### Requirement
Find the line that contains "Study the photograph above. For every instance of the window". Then set down that line and all the lines after it, to the end of the records, exactly and with nothing added.

### Extracted information

++++

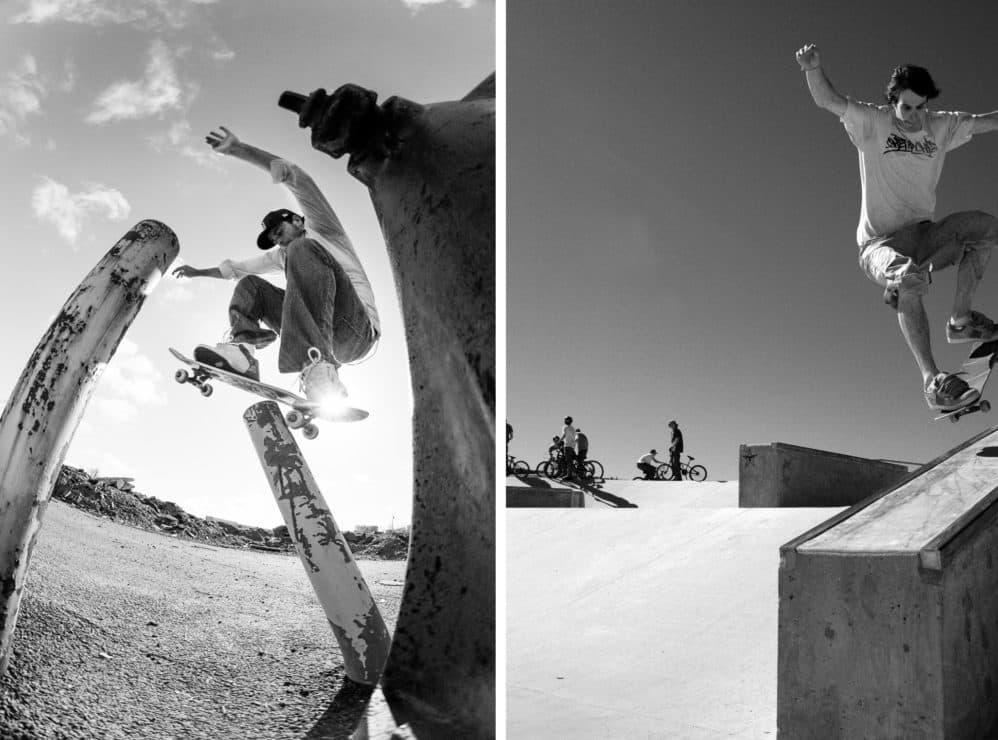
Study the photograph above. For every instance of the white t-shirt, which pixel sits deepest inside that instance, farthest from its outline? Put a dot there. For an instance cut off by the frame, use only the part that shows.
(568, 435)
(899, 170)
(322, 225)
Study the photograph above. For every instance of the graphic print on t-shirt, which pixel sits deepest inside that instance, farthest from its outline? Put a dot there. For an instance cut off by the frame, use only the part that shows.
(903, 145)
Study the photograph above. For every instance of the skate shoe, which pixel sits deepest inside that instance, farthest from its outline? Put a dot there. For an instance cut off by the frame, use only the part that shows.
(979, 329)
(948, 392)
(258, 338)
(320, 381)
(232, 357)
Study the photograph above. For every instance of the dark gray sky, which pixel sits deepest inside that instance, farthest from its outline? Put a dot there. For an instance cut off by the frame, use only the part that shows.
(681, 226)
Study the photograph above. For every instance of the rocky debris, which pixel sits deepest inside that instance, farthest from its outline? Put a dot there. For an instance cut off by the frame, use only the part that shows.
(117, 500)
(392, 545)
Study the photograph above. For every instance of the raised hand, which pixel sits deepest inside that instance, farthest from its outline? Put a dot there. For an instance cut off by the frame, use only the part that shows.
(808, 57)
(222, 142)
(185, 271)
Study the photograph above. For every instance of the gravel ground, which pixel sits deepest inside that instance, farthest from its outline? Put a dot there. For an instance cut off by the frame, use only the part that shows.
(124, 633)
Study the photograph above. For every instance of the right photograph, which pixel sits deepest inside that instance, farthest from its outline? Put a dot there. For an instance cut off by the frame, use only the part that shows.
(751, 477)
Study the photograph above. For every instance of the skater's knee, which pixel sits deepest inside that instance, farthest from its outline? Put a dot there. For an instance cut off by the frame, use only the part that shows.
(249, 282)
(910, 288)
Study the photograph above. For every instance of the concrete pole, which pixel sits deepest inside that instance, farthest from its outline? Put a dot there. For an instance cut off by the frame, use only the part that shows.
(47, 404)
(430, 170)
(329, 564)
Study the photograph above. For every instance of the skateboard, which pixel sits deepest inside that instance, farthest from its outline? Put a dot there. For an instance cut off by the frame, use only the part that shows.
(977, 369)
(302, 410)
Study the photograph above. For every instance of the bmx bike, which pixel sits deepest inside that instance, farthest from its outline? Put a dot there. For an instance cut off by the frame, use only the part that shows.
(696, 473)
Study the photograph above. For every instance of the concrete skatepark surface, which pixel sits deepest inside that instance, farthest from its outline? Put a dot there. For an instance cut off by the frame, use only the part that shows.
(652, 622)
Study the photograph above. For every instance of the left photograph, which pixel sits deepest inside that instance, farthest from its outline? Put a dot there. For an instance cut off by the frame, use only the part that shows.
(247, 479)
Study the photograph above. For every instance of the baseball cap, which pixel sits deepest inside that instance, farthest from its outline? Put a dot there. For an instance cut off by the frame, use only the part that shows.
(270, 221)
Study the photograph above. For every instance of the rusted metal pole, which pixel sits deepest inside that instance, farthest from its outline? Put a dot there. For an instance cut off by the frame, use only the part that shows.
(46, 406)
(329, 564)
(430, 170)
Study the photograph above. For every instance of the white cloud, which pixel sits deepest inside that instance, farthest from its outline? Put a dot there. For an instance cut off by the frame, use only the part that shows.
(130, 379)
(116, 410)
(417, 4)
(159, 90)
(69, 76)
(129, 382)
(180, 139)
(52, 201)
(21, 94)
(145, 14)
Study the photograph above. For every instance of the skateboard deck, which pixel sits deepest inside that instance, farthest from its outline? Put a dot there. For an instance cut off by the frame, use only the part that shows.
(302, 410)
(976, 371)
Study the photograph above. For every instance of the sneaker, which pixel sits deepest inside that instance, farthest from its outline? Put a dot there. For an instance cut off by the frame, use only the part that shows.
(948, 392)
(232, 357)
(320, 381)
(979, 329)
(258, 338)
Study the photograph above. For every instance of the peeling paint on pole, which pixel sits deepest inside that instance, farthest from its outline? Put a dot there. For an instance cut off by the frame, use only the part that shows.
(430, 170)
(329, 564)
(46, 406)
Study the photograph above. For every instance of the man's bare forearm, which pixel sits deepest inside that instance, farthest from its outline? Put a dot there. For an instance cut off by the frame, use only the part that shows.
(985, 123)
(824, 95)
(206, 272)
(253, 155)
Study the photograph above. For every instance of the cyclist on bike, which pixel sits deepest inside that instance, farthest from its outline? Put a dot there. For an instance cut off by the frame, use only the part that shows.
(581, 448)
(675, 448)
(568, 434)
(648, 463)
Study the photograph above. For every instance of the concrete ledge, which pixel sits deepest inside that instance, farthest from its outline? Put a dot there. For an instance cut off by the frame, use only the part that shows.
(888, 616)
(537, 492)
(554, 498)
(780, 474)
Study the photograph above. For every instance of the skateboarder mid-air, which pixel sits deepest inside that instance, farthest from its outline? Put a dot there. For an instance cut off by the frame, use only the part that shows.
(328, 303)
(902, 146)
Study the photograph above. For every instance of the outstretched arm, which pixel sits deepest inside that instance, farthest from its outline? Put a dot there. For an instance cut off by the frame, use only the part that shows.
(825, 96)
(985, 122)
(188, 271)
(227, 142)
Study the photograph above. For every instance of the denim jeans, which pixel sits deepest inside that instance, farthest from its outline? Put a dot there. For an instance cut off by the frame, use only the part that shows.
(319, 308)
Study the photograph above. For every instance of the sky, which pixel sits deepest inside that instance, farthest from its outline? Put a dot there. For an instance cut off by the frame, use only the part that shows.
(104, 106)
(681, 227)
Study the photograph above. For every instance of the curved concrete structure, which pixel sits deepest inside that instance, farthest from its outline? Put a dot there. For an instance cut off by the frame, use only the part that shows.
(431, 173)
(47, 404)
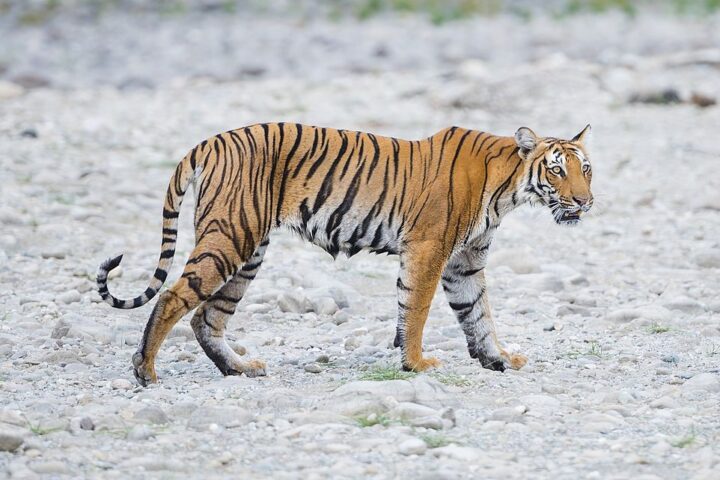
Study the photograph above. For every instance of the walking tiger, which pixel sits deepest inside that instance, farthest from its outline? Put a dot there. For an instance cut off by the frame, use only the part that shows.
(434, 202)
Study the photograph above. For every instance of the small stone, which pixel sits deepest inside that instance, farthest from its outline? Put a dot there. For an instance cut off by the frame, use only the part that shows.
(10, 441)
(670, 359)
(703, 381)
(412, 446)
(10, 90)
(121, 384)
(313, 368)
(151, 414)
(139, 432)
(60, 329)
(663, 402)
(205, 417)
(237, 348)
(86, 423)
(552, 389)
(29, 133)
(50, 467)
(293, 302)
(340, 317)
(325, 306)
(71, 296)
(684, 304)
(708, 259)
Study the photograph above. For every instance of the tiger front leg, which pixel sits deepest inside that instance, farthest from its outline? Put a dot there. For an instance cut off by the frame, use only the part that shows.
(420, 268)
(464, 283)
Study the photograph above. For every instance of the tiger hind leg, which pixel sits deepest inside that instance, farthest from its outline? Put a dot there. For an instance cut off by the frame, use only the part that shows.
(210, 320)
(416, 284)
(212, 261)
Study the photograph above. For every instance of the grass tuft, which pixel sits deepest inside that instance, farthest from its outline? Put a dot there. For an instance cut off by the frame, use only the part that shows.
(372, 420)
(382, 373)
(657, 328)
(453, 379)
(435, 440)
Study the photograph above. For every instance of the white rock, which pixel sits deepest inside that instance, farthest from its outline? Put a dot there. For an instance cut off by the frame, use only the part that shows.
(10, 90)
(10, 439)
(456, 452)
(121, 384)
(228, 417)
(293, 302)
(151, 414)
(324, 306)
(71, 296)
(412, 446)
(704, 381)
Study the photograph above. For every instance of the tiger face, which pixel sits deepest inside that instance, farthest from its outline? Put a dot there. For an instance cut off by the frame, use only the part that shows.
(558, 174)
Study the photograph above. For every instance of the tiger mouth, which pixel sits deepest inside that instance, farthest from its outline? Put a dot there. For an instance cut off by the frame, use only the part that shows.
(568, 217)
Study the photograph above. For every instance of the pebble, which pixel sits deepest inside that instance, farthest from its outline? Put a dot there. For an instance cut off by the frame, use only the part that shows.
(86, 423)
(293, 302)
(121, 384)
(71, 296)
(412, 446)
(139, 433)
(703, 381)
(9, 440)
(151, 414)
(313, 368)
(203, 418)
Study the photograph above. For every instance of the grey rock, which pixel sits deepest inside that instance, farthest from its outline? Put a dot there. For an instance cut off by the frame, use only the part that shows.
(139, 432)
(293, 302)
(151, 414)
(313, 368)
(412, 446)
(10, 440)
(228, 417)
(86, 423)
(71, 296)
(704, 381)
(324, 306)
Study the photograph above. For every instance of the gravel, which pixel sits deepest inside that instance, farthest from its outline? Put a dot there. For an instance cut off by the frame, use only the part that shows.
(618, 316)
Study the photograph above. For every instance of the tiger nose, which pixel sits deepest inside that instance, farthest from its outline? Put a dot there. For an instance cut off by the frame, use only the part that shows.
(584, 202)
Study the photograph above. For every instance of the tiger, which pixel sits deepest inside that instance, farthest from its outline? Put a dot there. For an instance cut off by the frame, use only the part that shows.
(436, 203)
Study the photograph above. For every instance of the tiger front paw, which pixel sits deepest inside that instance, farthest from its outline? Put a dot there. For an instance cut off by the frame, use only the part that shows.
(143, 371)
(420, 365)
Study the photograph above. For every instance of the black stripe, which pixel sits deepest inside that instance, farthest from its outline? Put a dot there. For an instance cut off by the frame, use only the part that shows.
(169, 213)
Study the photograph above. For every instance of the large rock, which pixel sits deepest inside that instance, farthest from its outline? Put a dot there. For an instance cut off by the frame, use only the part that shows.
(227, 417)
(294, 302)
(365, 397)
(704, 381)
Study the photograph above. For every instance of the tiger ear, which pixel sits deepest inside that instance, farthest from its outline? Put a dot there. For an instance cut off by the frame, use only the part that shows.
(526, 140)
(583, 136)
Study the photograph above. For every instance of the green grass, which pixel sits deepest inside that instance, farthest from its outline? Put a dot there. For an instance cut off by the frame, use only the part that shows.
(657, 328)
(453, 379)
(435, 440)
(38, 430)
(372, 420)
(382, 373)
(712, 349)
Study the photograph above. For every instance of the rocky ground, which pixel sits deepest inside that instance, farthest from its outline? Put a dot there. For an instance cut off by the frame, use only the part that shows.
(619, 316)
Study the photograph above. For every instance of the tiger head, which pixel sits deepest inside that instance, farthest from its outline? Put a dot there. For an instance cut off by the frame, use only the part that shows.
(558, 173)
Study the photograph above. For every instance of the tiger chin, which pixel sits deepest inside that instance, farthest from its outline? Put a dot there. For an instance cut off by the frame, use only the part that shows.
(435, 203)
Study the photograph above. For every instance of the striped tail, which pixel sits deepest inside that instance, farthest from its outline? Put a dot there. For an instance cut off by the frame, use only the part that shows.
(184, 174)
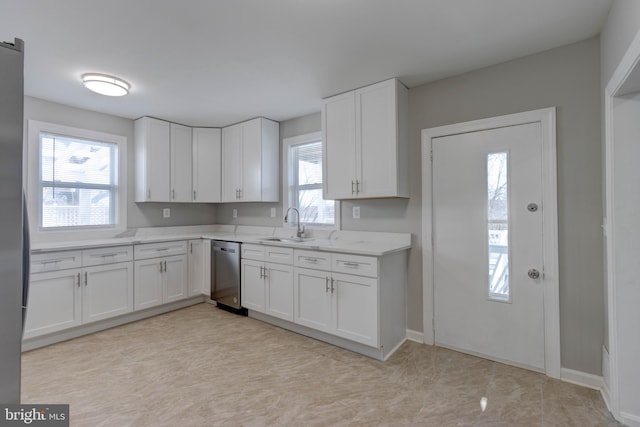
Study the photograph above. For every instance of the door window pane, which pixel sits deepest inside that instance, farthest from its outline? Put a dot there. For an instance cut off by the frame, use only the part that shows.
(498, 225)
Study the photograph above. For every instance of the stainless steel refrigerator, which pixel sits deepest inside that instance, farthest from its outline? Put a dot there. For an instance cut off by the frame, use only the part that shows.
(14, 241)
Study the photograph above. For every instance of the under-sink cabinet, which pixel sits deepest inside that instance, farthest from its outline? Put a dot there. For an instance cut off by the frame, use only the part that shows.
(267, 280)
(160, 273)
(70, 288)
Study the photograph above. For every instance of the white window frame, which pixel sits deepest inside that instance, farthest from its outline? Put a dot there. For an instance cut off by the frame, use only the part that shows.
(38, 233)
(287, 143)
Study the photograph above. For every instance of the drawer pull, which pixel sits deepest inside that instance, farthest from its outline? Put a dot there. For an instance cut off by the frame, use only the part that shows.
(113, 254)
(352, 264)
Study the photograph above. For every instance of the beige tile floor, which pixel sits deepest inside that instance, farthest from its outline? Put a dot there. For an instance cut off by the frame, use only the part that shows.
(201, 366)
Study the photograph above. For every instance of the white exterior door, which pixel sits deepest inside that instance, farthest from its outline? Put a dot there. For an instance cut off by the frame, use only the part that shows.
(488, 244)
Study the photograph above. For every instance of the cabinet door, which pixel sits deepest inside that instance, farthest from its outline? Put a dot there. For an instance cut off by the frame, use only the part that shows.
(279, 301)
(181, 158)
(231, 163)
(252, 293)
(377, 140)
(312, 299)
(356, 308)
(153, 164)
(339, 150)
(108, 291)
(196, 267)
(207, 186)
(175, 278)
(251, 180)
(148, 275)
(54, 302)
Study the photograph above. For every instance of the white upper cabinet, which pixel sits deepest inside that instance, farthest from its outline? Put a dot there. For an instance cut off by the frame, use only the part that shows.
(251, 161)
(180, 163)
(153, 160)
(206, 165)
(365, 142)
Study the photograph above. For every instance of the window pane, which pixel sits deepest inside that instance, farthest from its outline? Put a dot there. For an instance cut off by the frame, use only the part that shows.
(77, 181)
(65, 159)
(498, 225)
(315, 210)
(309, 163)
(68, 207)
(306, 184)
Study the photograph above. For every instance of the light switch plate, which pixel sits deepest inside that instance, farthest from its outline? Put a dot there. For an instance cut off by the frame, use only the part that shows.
(356, 212)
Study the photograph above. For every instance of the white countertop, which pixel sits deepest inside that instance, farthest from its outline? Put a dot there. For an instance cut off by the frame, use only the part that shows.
(354, 242)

++++

### Correct result
Study the photograph above. For every instance of the window pane, which pixel sits deepest inside that instance, farthest from its outline? Put a dot there. For an instance cut off by the frame, use only the part that shows.
(77, 181)
(65, 159)
(498, 225)
(315, 210)
(309, 163)
(68, 207)
(306, 184)
Study the photograph above. For every instance of the light switch plate, which pixel sits deepest inside that instance, farthest from its outline? Put a dot there. For an instance cut off by the frame, use only the part that shows.
(356, 212)
Study the photograph above. For every instance of the white countertop, which pixel sits deepest inside that instance, farthest from its outline? Put a dot there. For an instance cut off by the frame, use only the part that shows.
(354, 242)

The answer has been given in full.